• GIVEN TASK:
Return every line of the material below that contains the string "curtain". Matching is case-sensitive.
##### MATERIAL FOR THIS EXERCISE #####
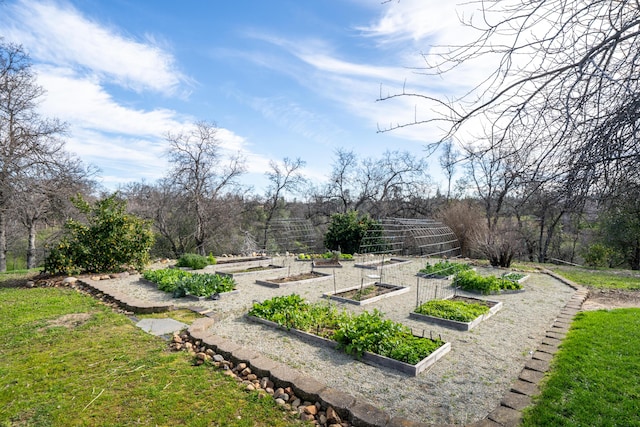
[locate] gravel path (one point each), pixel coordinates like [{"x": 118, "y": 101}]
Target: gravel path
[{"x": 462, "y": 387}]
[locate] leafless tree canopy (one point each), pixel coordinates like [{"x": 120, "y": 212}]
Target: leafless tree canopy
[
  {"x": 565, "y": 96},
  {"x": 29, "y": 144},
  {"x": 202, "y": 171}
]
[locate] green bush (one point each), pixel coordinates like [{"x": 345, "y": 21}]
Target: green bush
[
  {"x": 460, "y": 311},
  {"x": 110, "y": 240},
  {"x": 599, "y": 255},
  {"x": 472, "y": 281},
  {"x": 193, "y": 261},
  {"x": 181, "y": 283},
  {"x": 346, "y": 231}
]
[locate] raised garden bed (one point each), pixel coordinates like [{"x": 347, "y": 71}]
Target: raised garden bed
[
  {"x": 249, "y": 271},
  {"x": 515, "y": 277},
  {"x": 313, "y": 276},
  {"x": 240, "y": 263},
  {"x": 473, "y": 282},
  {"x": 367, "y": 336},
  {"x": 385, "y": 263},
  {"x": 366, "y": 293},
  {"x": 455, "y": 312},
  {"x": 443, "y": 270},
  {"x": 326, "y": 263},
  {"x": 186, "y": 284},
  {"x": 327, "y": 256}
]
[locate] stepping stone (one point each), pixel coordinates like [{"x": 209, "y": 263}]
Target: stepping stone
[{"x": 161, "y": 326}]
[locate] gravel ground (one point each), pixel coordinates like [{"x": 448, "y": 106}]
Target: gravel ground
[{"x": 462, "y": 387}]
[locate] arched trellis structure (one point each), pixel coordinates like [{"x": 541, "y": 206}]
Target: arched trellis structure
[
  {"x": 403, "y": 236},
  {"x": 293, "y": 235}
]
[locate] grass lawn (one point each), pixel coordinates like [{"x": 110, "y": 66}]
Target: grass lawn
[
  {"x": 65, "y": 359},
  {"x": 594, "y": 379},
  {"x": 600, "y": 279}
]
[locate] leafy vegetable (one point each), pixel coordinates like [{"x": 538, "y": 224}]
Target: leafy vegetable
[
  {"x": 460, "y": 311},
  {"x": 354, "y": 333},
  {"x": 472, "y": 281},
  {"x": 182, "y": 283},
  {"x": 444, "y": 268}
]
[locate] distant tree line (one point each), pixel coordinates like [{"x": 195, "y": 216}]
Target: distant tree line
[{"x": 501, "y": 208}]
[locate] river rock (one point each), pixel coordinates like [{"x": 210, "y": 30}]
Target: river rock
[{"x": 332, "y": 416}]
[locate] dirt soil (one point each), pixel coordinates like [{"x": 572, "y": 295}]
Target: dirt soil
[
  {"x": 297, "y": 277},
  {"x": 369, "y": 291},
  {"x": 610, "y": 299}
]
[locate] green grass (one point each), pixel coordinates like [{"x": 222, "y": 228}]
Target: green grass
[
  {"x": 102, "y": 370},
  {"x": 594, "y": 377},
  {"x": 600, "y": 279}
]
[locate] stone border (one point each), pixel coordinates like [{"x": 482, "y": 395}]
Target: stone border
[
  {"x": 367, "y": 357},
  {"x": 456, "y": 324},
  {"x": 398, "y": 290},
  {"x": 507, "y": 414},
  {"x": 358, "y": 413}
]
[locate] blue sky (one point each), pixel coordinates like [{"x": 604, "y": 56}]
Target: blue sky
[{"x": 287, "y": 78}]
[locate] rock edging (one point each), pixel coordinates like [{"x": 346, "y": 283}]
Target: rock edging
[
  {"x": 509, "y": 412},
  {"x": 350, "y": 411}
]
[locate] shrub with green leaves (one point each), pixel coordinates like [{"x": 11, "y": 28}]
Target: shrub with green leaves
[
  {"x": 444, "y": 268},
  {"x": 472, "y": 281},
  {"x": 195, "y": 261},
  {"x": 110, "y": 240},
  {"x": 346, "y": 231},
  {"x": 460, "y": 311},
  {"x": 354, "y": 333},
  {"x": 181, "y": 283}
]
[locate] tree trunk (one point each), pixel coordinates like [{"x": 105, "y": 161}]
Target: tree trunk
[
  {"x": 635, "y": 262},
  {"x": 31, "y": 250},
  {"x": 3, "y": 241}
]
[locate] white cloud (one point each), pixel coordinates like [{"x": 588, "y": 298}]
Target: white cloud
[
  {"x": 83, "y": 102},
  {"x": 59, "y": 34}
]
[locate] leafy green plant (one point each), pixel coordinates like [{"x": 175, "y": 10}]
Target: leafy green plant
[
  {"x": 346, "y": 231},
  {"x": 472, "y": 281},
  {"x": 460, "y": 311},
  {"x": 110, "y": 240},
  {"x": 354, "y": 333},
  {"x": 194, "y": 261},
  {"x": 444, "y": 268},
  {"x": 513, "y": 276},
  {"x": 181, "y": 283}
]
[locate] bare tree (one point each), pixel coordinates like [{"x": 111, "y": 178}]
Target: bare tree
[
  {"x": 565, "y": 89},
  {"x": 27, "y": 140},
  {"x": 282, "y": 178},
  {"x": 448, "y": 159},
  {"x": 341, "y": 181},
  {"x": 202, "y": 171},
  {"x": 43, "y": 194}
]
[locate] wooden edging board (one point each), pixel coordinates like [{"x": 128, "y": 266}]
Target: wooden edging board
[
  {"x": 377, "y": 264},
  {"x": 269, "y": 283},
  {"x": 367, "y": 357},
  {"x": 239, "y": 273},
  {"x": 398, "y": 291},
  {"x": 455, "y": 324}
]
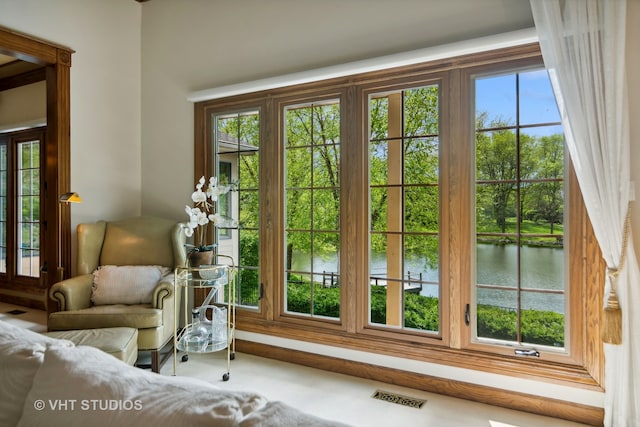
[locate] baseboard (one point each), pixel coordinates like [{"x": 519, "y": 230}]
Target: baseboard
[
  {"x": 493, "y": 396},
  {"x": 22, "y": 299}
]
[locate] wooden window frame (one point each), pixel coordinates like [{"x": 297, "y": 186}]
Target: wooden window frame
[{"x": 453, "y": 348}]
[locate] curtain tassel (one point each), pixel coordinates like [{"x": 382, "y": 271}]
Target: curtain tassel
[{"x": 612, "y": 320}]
#####
##### MATERIAL FOR THIS EXERCISE #####
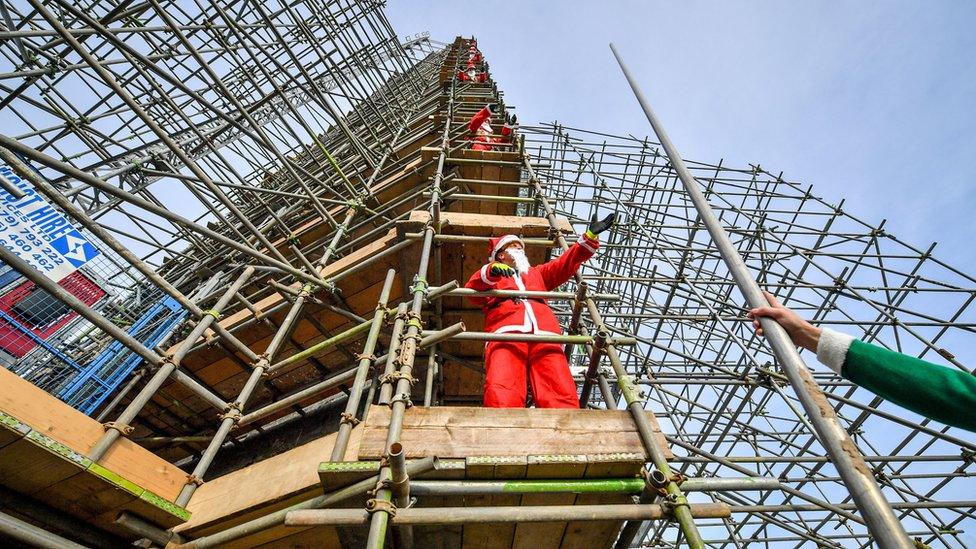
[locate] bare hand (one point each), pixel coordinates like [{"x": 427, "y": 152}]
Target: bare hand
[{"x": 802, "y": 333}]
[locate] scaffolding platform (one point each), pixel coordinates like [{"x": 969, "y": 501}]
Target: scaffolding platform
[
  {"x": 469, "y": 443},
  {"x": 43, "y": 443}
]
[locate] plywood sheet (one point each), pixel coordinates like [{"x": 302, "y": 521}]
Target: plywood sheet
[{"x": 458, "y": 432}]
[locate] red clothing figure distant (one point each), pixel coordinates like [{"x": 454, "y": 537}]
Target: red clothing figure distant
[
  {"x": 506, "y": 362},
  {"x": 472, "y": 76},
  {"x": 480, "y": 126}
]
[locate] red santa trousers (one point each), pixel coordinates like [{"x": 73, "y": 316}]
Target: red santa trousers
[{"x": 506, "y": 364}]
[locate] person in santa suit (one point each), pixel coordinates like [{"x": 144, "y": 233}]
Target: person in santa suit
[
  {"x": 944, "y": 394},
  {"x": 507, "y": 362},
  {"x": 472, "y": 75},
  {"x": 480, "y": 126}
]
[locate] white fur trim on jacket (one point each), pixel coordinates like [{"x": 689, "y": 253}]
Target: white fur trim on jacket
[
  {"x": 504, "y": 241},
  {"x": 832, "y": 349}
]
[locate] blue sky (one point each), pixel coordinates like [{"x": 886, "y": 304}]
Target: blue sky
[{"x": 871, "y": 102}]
#####
##### MATERIAL FOR THIS EXERCISE #####
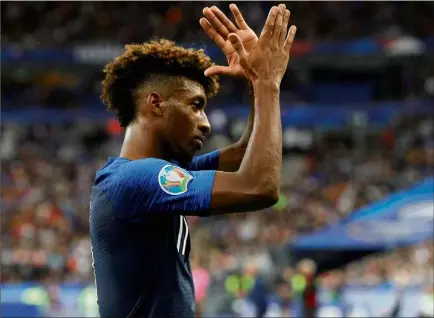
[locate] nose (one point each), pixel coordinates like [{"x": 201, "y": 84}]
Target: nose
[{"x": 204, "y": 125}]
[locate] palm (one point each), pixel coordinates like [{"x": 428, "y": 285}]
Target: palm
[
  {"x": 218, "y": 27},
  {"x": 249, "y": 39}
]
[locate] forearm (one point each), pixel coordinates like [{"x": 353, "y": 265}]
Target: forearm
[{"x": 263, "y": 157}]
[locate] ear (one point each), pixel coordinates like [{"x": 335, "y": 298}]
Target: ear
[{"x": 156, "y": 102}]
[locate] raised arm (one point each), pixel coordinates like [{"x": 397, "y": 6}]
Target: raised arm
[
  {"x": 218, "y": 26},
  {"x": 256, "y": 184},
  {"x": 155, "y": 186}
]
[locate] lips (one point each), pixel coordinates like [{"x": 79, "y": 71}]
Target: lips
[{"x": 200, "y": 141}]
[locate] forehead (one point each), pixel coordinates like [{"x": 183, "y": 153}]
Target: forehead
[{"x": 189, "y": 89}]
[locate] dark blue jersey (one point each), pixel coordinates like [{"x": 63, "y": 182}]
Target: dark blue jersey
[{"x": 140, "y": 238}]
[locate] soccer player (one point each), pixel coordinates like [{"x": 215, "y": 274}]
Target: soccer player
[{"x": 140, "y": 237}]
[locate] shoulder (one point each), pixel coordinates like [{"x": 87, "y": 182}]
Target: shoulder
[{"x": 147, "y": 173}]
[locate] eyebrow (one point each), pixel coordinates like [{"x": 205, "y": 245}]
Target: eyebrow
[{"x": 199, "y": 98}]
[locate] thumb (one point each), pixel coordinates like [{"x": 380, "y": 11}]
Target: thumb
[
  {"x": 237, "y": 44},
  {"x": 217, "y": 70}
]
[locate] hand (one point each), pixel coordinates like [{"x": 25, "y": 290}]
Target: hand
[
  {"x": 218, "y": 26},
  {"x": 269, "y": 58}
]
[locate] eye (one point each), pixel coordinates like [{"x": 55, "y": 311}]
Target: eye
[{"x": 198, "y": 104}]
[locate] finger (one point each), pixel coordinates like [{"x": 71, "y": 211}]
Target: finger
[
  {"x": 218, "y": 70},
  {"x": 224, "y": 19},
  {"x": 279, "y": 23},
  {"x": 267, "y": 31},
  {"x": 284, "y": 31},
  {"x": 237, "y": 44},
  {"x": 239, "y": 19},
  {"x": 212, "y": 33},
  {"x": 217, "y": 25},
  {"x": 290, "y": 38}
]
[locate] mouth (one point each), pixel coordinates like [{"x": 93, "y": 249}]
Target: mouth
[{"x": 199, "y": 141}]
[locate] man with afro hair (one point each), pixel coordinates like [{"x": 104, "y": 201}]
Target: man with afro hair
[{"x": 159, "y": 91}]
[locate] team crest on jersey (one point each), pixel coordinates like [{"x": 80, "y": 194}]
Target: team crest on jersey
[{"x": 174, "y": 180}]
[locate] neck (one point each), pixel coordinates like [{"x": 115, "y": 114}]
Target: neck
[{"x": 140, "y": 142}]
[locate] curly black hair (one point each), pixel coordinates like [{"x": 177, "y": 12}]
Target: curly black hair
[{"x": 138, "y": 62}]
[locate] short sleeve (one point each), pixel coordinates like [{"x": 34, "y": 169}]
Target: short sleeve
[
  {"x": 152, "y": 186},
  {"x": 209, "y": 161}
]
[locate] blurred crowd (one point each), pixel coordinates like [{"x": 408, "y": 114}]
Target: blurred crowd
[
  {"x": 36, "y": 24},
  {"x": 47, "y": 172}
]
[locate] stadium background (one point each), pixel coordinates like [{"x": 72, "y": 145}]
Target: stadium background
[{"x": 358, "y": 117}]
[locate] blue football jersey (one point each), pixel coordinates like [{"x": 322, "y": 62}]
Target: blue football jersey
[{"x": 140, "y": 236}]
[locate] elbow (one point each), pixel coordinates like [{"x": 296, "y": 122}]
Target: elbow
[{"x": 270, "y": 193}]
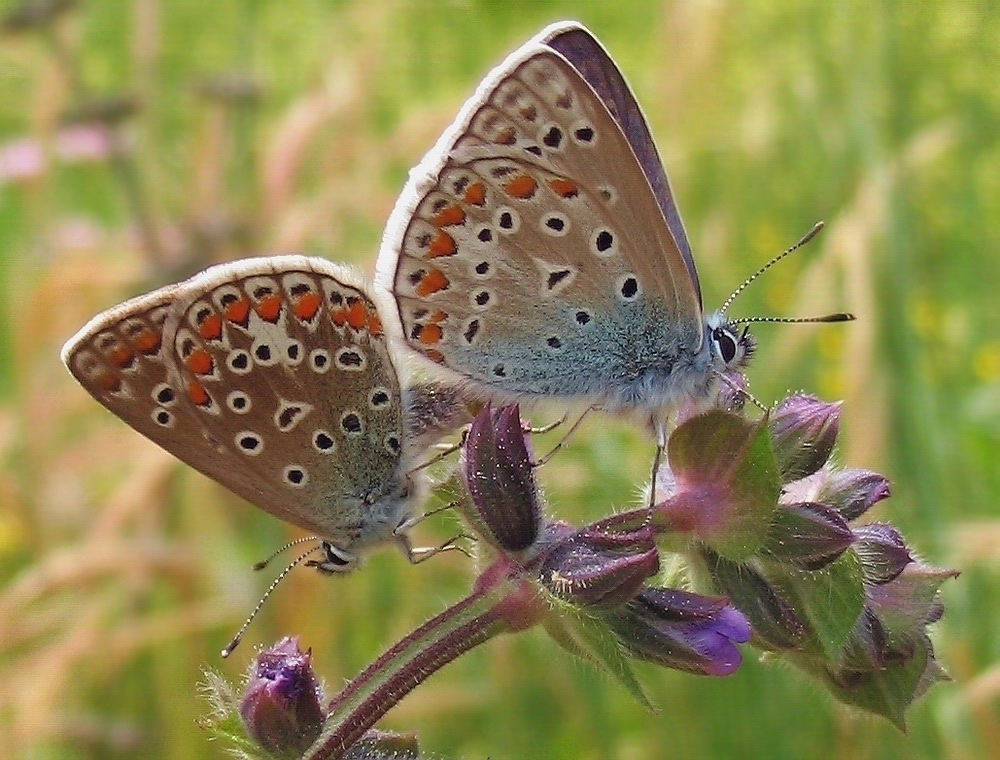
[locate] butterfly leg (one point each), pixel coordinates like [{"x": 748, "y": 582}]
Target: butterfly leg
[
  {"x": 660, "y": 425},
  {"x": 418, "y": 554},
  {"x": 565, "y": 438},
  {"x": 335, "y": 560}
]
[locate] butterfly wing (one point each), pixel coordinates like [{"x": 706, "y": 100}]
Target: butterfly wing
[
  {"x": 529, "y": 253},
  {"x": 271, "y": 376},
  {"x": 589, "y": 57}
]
#####
• EXERCISE OUTPUT:
[locate] curtain tassel (one point each), pixel coordinates like [{"x": 382, "y": 271}]
Target: curtain tassel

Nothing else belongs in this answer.